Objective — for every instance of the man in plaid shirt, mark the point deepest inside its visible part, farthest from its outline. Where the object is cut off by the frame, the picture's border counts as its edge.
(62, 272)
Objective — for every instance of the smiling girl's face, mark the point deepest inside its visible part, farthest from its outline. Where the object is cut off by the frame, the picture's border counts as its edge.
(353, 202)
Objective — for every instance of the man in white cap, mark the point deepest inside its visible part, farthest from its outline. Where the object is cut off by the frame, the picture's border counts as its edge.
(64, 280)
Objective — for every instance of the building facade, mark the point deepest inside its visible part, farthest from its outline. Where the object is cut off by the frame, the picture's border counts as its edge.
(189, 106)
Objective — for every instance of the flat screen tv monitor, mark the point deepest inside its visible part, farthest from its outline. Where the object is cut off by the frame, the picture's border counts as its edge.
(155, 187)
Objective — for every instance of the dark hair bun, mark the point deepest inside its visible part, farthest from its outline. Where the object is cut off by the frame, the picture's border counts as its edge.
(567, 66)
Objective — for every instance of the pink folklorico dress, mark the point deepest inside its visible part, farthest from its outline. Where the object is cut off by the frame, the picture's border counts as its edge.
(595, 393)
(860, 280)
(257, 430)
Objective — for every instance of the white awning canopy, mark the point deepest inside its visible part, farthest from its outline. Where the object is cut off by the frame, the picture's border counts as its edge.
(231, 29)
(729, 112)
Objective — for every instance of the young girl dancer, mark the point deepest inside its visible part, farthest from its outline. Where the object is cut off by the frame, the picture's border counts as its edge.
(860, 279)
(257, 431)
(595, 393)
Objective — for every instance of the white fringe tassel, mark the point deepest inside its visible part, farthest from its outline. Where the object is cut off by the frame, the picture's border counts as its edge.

· · · · · · ·

* _Required work_
Render the rows above as a numbered list, omitting any blank lines.

* _Exercise solution_
1. Objective — for every instance of the man in plaid shirt, mark the point deepest inside its visible part, farthest from its outline. Where the object is cut off by the frame, the picture's border counts as its edge.
2. (62, 272)
3. Objective — for every instance of the smiling girl's face, mark the point deepest inside its visible part, farthest from its outline. Where the object is cut off by the frame, the picture's border counts as its edge.
4. (353, 202)
5. Objective — for every instance of the man in white cap, mark the point deepest inside its visible part, farthest from its outline. Where the object is cut off by the frame, the picture's border counts as its edge.
6. (64, 280)
7. Objective — for every instance of the building facade, mark the point deepest inside its visible part, farthest from its outline. Where the object is cut off by the frame, the picture's border counts as its edge.
8. (189, 106)
9. Objective — for every instance of the flat screen tv monitor, mark the point deepest inside its visible part, farthest from its outline. Where the object is cut off by the frame, the picture's border counts as its edge.
10. (155, 187)
11. Objective — for every instance of the dark hair bun, mark the point deepest inside its visible part, farthest from its outline. Where the object is cut off by the frame, the picture's border counts as its edge.
12. (567, 66)
13. Objective — for every instance of the pink folklorico dress, mark the point deepest inside its visible part, farthest from its outline. Where the object is cut off by the frame, the picture's border counts as its edge.
14. (595, 393)
15. (860, 280)
16. (257, 430)
17. Objective — for every instance of the white awning canopy, mark the point deepest inside its visible part, farthest from its outline. Where the object is cut off by the frame, the picture's border counts as its edge.
18. (231, 29)
19. (729, 112)
20. Objective — for every instance of the young girl dancer, mark the point deepest inside its visible part, farthest from its outline. Where the object is cut off by the frame, the picture's border counts as its edge.
21. (860, 279)
22. (257, 431)
23. (595, 393)
24. Objective — for every instance of the white fringe tassel, mark the point deepest inside its visible part, farthest from its outline. Where the object is cut off by the frame, the picture's border counts as its edge.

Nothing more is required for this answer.